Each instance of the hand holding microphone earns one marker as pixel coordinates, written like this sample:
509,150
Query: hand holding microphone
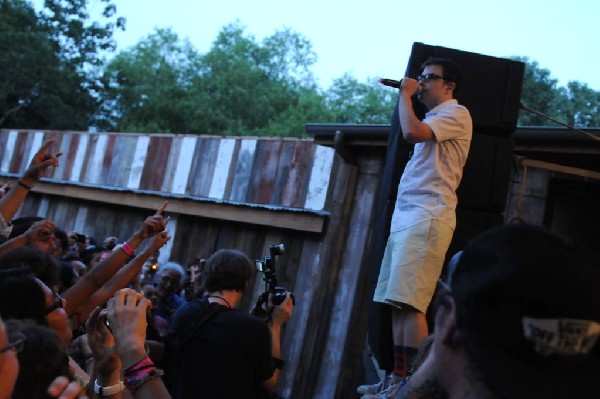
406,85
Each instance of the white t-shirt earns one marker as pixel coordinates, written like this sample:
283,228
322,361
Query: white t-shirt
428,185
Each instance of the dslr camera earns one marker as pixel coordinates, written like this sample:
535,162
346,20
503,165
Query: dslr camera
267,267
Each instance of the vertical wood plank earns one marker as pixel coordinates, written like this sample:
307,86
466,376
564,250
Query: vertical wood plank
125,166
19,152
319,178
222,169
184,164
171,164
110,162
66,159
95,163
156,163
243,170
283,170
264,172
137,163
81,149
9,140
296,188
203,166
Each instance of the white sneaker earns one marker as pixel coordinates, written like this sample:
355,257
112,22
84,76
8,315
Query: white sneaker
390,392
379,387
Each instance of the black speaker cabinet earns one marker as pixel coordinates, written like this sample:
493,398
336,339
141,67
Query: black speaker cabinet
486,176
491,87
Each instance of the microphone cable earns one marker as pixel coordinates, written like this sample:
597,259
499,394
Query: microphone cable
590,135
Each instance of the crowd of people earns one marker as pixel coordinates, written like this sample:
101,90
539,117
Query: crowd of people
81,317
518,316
--
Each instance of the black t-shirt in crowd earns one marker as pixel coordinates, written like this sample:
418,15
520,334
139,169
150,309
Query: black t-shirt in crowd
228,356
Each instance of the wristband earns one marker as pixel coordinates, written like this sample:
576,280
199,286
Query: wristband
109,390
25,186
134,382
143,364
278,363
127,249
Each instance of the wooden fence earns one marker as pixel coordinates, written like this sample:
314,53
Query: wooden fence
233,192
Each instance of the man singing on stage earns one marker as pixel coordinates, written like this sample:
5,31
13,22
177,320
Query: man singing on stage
==
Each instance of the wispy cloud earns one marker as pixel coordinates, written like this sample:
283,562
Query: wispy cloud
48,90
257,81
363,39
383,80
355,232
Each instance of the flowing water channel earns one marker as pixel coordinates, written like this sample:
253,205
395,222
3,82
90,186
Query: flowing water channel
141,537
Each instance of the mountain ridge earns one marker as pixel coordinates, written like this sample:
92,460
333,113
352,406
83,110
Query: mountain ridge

§ **WHAT THE TASK ASKS**
Rewrite the records starting at the line containing "Each instance of the man" and ending at the line containing "Query: man singing on stage", replacing "singing" with "performing" and leaving everything else unchanged. Give only those lines.

§ **RESULT**
Each instance of the man performing on stage earns one marker as pixel coordinates, written like this sample:
5,31
13,22
177,320
Query: man performing on stage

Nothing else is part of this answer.